▶ _Exercise task_:
Rescale the items from their start through the line that contains "135, 136, 236, 230", both lines included. Reproduce every line, requests included, and multiply each bounding-box coordinate in the answers by 2.25, rounding to whole numbers with halves rounded up; leave the requests and their format samples unchanged.

▶ _Supplied data_:
********

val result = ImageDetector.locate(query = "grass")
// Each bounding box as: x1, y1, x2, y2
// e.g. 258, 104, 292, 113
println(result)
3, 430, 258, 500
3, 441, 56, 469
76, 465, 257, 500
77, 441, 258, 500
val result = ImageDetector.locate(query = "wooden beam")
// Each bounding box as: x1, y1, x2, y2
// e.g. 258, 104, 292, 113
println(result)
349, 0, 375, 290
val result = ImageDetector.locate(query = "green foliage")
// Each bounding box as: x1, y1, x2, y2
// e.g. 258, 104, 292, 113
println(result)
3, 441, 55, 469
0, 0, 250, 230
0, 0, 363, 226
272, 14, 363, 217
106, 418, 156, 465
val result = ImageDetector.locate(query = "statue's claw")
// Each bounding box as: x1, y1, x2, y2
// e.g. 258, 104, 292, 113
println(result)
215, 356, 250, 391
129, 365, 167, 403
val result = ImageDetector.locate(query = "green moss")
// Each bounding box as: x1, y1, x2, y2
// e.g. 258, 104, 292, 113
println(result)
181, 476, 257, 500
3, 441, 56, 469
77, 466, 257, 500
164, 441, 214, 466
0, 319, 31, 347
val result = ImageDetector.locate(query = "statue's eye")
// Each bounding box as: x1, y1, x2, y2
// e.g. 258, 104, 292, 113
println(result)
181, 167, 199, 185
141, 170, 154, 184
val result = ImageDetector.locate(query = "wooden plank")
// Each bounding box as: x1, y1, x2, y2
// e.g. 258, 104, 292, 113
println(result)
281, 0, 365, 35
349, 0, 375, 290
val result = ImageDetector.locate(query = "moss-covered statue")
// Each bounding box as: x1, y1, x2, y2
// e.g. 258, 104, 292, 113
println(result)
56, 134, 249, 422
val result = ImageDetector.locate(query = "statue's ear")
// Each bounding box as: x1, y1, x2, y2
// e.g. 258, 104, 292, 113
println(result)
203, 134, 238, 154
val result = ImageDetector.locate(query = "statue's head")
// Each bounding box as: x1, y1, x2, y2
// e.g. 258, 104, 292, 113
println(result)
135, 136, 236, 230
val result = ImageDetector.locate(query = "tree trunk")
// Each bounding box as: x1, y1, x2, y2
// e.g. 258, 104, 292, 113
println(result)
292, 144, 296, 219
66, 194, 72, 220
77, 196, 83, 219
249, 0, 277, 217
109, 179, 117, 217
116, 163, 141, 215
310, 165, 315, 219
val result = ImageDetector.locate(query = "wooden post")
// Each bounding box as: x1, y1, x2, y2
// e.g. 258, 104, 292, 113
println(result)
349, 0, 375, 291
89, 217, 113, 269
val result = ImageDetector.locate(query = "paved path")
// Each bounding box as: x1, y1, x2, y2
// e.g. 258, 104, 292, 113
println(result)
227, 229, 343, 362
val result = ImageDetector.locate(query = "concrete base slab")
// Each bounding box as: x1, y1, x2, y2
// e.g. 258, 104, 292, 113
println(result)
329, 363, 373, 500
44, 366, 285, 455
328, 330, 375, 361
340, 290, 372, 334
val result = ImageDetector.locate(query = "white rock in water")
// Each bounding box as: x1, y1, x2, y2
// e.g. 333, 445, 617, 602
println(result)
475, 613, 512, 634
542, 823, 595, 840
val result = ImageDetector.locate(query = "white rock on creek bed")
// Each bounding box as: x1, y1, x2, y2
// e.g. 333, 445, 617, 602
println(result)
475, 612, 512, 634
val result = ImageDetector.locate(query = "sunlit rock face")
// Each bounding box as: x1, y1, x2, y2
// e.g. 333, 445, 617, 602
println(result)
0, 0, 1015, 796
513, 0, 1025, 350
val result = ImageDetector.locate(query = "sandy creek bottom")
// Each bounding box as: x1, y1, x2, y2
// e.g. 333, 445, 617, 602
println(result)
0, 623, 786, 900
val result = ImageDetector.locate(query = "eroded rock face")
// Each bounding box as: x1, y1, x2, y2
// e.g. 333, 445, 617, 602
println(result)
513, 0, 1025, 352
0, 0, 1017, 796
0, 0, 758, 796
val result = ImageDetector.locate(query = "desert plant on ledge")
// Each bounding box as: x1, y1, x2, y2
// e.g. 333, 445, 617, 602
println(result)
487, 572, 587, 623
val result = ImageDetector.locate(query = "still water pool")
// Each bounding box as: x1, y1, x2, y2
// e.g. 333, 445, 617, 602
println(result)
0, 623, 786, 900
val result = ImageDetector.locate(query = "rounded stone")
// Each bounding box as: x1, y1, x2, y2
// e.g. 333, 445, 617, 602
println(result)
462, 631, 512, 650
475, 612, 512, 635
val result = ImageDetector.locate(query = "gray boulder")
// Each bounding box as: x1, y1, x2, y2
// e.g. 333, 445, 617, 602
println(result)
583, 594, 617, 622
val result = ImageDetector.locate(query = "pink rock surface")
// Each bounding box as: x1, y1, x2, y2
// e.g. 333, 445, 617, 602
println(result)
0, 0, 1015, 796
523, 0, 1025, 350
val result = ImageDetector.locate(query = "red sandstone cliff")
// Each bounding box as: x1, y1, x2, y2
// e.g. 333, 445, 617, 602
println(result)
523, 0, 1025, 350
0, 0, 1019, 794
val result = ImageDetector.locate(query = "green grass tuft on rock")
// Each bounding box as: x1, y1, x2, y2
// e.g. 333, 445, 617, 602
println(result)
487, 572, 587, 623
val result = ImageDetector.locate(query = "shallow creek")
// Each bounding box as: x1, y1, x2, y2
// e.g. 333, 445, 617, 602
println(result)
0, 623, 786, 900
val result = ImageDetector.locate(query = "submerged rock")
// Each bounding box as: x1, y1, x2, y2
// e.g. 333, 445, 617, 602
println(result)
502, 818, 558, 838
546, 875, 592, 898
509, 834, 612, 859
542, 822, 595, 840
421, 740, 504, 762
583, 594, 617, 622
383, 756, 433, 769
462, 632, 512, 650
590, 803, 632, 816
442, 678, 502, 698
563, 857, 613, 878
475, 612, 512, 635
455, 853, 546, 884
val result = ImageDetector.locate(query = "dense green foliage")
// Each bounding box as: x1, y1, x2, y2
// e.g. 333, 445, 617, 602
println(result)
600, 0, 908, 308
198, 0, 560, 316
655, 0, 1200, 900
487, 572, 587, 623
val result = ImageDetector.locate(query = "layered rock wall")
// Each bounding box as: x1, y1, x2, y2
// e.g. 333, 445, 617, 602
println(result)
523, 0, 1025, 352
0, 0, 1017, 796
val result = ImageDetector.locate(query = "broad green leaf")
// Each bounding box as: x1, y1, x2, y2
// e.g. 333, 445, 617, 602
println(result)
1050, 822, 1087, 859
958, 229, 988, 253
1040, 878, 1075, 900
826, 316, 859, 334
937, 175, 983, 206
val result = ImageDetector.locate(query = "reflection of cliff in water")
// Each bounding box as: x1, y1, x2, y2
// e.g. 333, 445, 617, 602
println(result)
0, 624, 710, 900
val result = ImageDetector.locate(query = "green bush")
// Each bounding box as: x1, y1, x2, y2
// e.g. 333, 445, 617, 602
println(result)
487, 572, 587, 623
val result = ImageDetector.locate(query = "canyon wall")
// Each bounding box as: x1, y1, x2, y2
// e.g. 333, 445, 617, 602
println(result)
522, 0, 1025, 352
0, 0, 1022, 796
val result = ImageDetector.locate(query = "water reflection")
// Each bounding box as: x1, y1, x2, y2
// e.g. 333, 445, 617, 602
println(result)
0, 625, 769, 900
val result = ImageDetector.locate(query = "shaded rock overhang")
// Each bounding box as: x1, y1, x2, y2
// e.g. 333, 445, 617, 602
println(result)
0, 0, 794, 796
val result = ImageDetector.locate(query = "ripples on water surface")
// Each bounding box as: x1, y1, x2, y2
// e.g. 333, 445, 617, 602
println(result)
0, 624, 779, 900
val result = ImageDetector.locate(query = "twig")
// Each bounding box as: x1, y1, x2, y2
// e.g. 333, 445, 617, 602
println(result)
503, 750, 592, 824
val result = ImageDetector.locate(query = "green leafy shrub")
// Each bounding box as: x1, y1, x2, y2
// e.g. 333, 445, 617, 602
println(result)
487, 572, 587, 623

********

▶ _Output for this task_:
val result = ImageDetector.locate(query = "grass")
// Each bounding box as: x1, y1, x2, y2
// e.g. 258, 104, 292, 113
println(result)
7, 968, 581, 1125
7, 992, 126, 1055
171, 1046, 578, 1125
173, 992, 581, 1125
val result = ImageDetector.locate(query = "wooden beam")
// Each bounding box as: x1, y1, x2, y2
// e.g. 258, 104, 292, 113
println(result)
785, 0, 844, 653
val result = ImageDetector.locate(query = "green foliage")
// Each bounding box as: x1, y1, x2, y2
// e.g. 258, 104, 292, 113
println(result)
7, 992, 124, 1055
0, 0, 563, 518
0, 0, 817, 509
612, 32, 817, 488
239, 941, 351, 1046
val result = ImageDetector.locate(query = "statue's claw")
// Each bounding box as: x1, y1, x2, y2
// e.g. 258, 104, 292, 113
println(result)
484, 801, 563, 880
290, 821, 376, 907
val result = ImageDetector.locate(query = "green moss")
// Each bounding box as: x1, y1, x2, y2
// e.g. 258, 104, 292, 113
println(result)
407, 1071, 578, 1125
7, 992, 126, 1055
173, 1049, 578, 1125
369, 992, 482, 1049
0, 718, 70, 781
val result = ImageDetector.locate(query = "statue's eye")
// Each bounding box as: x1, y1, x2, y2
// e.g. 258, 104, 292, 113
println(result)
407, 376, 448, 416
317, 383, 347, 414
val result = ImageDetector.locate(query = "wooden plank")
// Each bounding box as: x1, y1, x2, y2
// e.g. 258, 104, 292, 113
println(result)
632, 0, 821, 79
785, 0, 844, 653
val result = ImageDetector.locate(query = "moss-covered statue")
// Each bounding box as: x1, y1, x2, y2
// e.g. 258, 104, 292, 113
println(result)
126, 302, 560, 950
val result = ImageDetector.locate(query = "statue's ear")
// Each bounding box as: x1, y1, x2, y2
// e.g. 258, 104, 292, 113
println(result)
457, 302, 536, 347
val result = ImageDetector.locate(query = "statue's head")
// Each bounding box as: x1, y1, x2, y2
// e.g. 258, 104, 292, 113
println(result)
304, 306, 531, 518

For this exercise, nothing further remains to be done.